*DOCUMENT PASSAGE:*

_ _ _ _ _

Changing expectations
Before her daughter Aubree was even born, Lee envisioned throwing her a huge first birthday party. They would host it at the same restaurant Lee’s baby shower was thrown, buy a large cake, and invite family and friends.
But when the milestone came around, things were different than what she pictured. The cozy Italian restaurant had gone out of business. The pandemic, somehow, was still affecting every aspect of her life.
Lee instead held a simple celebration with her immediate family. She stuck to her original pastel pink floral party theme, and decorated the kitchen with a festive balloon backdrop. It felt good to surrender her expectations, she said.

Sheila had to adjust her expectations when it came to Aubree’s first birthday, but it freed her from some of the pressures of motherhood. Sheila Lee
She had experienced an entire year of disappointments and setbacks. Readjusting her expectations was a new normal for her, but it also provided a blank road map moving forward.
“Because I’m not held to all of these standards and I don’t feel so pressured to be a certain way, she said, “which I feel like a lot of mothers deal with.”
Lee also got her yoga certification to teach adults and is working on another one to teach kids. She plans to open her own business and offer “mommy and me” type classes.
As restrictions loosen up and more people get vaccinated, many mothers are hopeful and looking toward a fresh start for the coming school year.
“Human beings are resilient by nature,” Marcello said. “It’s not anything extraordinary—resiliency is like in our biology, and so how do we support kind of the stress we’re looking at right now?”
Long-term repercussions of the current mental health impacts are dependent on the individual person, experts say. People with a family history of mental health diagnoses or previous episodes are at a greater risk of experiencing psychological distress in the future.
One way to help mothers—pandemic or not—is by expanding behavioral health services, so psychologists can conduct mental health screenings and evaluations alongside OB/GYNs, experts say.
Having clinicians working with women on site and offering referral services after giving birth would be crucial, Marcello said. Sending them home without that information could diminish the chances of women seeking help and accessing resources.

_ _ _ _ _

[Collection entries]
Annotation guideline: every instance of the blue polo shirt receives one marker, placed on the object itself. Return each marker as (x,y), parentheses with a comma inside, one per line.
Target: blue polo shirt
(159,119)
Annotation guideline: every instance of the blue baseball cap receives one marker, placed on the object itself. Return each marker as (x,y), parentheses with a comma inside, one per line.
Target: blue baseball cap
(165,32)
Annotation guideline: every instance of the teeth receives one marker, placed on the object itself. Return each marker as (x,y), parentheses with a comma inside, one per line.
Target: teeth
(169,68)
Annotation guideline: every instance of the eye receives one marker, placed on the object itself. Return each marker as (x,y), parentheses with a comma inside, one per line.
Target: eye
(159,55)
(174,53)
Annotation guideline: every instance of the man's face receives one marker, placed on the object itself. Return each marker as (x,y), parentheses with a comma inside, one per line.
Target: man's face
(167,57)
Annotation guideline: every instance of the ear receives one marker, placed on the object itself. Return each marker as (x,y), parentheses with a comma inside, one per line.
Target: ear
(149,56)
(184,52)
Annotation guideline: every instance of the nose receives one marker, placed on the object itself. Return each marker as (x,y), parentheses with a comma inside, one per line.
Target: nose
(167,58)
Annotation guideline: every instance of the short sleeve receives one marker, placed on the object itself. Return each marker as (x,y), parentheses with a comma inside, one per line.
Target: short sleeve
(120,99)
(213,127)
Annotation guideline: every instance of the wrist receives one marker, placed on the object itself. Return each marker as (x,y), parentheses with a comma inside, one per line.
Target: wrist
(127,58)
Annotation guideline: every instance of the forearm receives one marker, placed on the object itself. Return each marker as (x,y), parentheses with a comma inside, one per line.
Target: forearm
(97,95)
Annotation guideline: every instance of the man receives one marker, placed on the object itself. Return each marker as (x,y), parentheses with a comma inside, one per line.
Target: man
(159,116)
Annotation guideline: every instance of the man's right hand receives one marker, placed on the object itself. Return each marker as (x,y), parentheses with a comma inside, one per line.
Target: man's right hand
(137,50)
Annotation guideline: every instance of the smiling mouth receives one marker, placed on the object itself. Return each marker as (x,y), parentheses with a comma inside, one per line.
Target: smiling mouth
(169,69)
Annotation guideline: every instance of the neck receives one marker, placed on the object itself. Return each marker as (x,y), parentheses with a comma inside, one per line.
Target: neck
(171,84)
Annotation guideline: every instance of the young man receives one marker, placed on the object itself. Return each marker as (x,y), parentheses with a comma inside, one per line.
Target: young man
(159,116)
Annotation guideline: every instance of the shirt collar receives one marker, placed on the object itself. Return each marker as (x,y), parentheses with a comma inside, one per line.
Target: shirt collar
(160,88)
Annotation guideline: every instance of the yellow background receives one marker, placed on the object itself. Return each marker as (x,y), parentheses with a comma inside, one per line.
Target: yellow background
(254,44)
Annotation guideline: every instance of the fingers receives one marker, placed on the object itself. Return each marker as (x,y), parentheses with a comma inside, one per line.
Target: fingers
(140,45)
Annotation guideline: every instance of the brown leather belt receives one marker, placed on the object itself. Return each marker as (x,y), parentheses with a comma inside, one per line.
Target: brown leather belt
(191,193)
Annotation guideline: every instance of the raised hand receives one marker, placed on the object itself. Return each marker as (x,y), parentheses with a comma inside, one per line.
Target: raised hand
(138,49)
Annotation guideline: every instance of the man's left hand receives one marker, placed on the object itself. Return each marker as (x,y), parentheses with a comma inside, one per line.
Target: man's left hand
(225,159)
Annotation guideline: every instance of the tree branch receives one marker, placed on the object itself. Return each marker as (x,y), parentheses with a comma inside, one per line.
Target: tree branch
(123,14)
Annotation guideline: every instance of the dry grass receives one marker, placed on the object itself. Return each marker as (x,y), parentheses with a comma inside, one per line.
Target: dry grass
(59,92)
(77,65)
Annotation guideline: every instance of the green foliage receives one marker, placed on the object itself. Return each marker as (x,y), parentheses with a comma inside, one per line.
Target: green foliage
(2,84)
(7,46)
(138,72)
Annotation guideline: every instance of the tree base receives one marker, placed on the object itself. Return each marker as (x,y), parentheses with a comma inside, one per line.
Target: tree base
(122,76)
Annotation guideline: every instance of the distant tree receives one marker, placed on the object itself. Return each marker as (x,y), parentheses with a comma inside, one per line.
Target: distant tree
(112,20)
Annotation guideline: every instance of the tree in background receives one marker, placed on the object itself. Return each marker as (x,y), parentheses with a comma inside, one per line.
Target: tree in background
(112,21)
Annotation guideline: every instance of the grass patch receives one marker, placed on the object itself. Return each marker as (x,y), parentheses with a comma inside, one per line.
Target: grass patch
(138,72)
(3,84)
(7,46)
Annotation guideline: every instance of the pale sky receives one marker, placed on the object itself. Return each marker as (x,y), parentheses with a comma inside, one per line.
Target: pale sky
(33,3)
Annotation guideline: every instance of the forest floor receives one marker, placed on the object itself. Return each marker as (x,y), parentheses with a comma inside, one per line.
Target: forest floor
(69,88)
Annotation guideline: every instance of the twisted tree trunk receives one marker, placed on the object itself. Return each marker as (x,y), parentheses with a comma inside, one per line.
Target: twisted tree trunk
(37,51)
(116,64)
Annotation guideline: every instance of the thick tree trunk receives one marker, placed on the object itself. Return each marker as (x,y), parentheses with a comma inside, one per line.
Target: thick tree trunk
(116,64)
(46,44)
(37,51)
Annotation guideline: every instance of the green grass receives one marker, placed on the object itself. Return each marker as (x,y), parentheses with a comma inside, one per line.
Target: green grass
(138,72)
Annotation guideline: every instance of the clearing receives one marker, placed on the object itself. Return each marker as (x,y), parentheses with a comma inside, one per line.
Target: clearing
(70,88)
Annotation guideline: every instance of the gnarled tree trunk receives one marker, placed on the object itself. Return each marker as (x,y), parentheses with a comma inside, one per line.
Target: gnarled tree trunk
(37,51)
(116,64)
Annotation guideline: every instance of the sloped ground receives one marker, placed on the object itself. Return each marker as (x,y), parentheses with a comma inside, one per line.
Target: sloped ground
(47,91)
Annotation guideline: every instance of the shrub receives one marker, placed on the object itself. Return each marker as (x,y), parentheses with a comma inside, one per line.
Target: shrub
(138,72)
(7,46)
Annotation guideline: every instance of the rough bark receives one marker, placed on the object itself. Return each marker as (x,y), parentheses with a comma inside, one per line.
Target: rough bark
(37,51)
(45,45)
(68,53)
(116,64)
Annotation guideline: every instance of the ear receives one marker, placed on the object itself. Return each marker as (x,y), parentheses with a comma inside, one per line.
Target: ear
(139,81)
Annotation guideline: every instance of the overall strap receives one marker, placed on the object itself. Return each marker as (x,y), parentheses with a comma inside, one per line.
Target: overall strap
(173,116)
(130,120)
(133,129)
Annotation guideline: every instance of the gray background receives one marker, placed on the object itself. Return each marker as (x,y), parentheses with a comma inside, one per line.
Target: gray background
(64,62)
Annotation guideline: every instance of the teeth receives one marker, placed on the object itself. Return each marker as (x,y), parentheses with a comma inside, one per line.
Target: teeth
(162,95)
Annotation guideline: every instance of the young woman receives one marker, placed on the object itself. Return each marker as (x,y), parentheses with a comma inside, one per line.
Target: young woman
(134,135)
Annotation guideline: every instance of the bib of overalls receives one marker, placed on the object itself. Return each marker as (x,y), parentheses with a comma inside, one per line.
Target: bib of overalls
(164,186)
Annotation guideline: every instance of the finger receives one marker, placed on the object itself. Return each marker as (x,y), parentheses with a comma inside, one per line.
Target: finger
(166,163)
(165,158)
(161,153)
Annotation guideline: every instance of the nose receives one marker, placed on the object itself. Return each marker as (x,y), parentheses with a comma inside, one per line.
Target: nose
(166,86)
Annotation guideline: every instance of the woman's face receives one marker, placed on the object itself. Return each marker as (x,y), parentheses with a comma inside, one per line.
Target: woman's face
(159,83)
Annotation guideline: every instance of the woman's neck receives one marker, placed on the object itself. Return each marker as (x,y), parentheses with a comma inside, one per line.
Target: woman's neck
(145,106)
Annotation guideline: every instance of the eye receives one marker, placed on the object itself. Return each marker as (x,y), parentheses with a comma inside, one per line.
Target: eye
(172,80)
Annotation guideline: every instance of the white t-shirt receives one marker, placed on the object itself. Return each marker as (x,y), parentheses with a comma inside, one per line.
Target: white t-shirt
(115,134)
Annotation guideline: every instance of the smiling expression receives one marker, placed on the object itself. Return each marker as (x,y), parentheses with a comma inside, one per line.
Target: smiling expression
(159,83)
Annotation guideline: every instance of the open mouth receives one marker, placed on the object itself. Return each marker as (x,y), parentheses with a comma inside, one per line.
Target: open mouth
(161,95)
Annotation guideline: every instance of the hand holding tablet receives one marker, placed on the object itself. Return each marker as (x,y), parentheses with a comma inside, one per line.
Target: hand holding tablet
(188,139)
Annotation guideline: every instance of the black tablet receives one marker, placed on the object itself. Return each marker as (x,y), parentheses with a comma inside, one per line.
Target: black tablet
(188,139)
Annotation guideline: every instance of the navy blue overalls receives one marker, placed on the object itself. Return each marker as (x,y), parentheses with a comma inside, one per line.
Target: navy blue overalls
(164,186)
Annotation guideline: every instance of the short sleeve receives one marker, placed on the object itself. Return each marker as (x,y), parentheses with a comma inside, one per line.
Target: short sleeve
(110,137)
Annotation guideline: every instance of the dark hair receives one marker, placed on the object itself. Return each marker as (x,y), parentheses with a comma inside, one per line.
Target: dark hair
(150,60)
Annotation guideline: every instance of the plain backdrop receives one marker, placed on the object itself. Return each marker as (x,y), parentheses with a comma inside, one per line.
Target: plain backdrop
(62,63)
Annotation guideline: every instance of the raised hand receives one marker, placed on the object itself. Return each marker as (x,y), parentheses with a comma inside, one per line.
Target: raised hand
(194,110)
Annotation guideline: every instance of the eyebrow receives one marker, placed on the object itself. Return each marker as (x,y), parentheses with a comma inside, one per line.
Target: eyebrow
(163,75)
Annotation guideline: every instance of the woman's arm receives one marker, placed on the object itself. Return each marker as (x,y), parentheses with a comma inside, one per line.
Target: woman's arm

_ _ _ _ _

*REQUIRED ACTION 1:*
In the motherhood article, what party theme did Lee keep for Aubree's first birthday?
*REQUIRED ACTION 2:*
Rewrite the motherhood article from "Changing expectations" up to and including "of her life.", putting "café" in place of "restaurant".
*REQUIRED ACTION 3:*
Carry the motherhood article on from its last sentence.
The records come from a separate source.

*ANSWER SECTION 1:*
A pastel pink floral party theme.

*ANSWER SECTION 2:*
Changing expectations
Before her daughter Aubree was even born, Lee envisioned throwing her a huge first birthday party. They would host it at the same café Lee’s baby shower was thrown, buy a large cake, and invite family and friends.
But when the milestone came around, things were different than what she pictured. The cozy Italian café had gone out of business. The pandemic, somehow, was still affecting every aspect of her life.

*ANSWER SECTION 3:*
“Even the chances of them being able to make another appointment, go see a therapist, to find a therapist, to get them to call them back, to know who to call,” she said, “I mean, it’s a lot for someone who is struggling or could be struggling and who’s also caretaking for an infant.”
According to survey data the Kaiser Family Foundation released in April, nearly three in ten mothers needed but were unable to receive mental health services over the past year. The most common reason for the barrier was an inability to find a provider.
Friends and family can also offer support by checking in, and noticing if someone they know is indicating sleep and eating changes or seems more isolated and disconnected. For new moms in particular, there’s a false notion that they have to do it all as a “super mom.”
“…it’s a fallacy,” said Solhkhah, “and it’s compounded by social media, where everyone only paints the best portrait of themselves.”
Stigma surrounding maternal mental health continues to exist, but experts are optimistic that people are more open to seeking help and resources when needed. Simply talking about it with other people helps open up the door.
It allows “for more honest conversations about where women really are and the struggles that we really do face as moms, as stay at home moms, as working moms,” Marcello said.
As she reflected on the past year and the whirlwind experience of being a new mom, Lee said she was grateful for the time she had with her daughter. She didn’t miss a single milestone—every first roll over, sit up, and step, Lee was there for it.
“She was a blessing, you know?” Lee said. “I had her every day to wake up to and take care of and she’s my reason to keep going. So we just, we did it.”